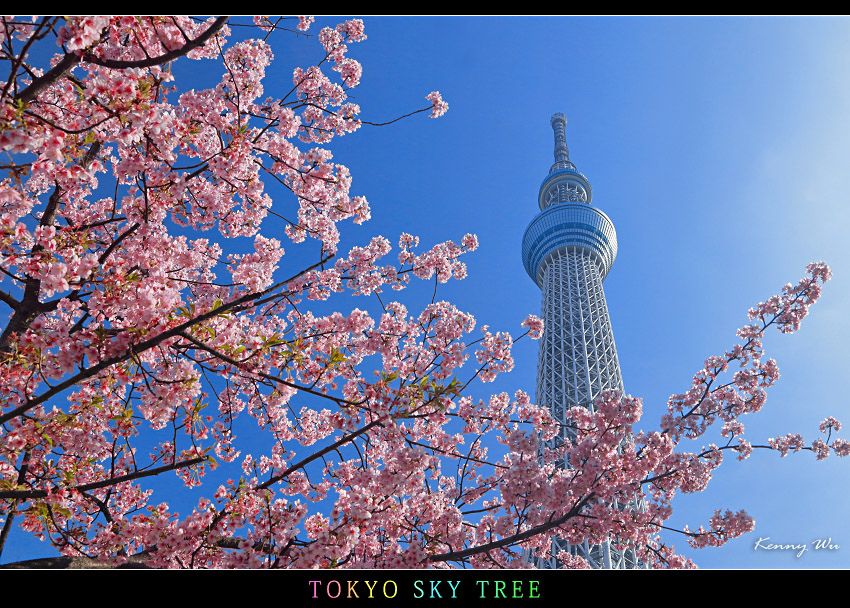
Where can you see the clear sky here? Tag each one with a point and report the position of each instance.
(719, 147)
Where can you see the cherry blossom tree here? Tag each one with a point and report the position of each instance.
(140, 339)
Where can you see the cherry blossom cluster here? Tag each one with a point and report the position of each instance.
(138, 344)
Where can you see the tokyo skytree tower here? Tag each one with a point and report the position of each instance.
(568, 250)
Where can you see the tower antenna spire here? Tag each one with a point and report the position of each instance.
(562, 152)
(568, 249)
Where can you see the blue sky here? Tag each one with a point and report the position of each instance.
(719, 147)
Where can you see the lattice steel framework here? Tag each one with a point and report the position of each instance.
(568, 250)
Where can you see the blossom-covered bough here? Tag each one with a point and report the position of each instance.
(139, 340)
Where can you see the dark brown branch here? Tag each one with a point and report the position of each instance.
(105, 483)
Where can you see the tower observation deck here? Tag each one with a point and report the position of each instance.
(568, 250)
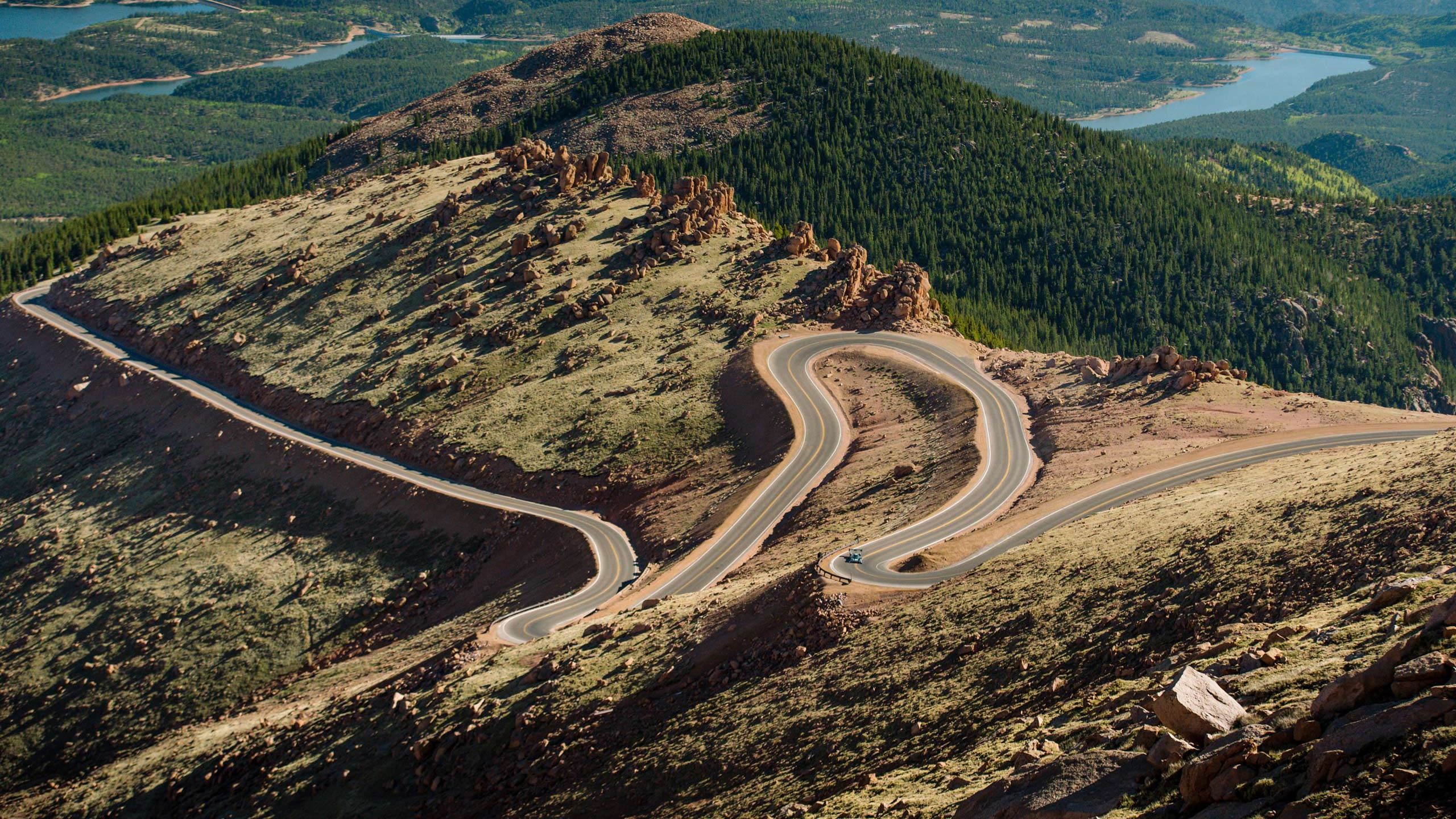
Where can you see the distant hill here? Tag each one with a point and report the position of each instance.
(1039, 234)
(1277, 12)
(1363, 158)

————

### Given request:
Reproduce every one of the records above word for word, but leave the pictures out.

### Problem solution:
Where can you see the clear sky here? Tag each one with a point and report the position of each instance.
(719, 147)
Where can you see the cherry blossom tree here? Tag each one with a point and report the position of each instance.
(140, 339)
Where can you see the cherry blossom cluster here? Tag each one with a point and report the position of each instance.
(138, 344)
Where can you see the tokyo skytree tower here? Tag each one with a point and report the position of each instance.
(568, 250)
Where can you see the tower antenna spire here? Tag each one with a point and report the position of each instance.
(562, 152)
(568, 249)
Where can you see the blue sky here? Tag each one with a point and report the position of each instance.
(719, 147)
Where can you see the lattice steel framework here? Tag each one with a point and report the position of each instance.
(568, 250)
Where can you see the blossom-covered bough here? Tag each one with a point and report the position of each instance.
(139, 340)
Where can you see the dark brown branch here? Tag each one with a point and report the position of each instance.
(105, 483)
Where can you see the tower observation deck here? Tag each one with a point and report the position of each instance.
(568, 250)
Where can you see the distant hill here? Tag each one with a point and report the position of each instance.
(1039, 234)
(1277, 12)
(1363, 158)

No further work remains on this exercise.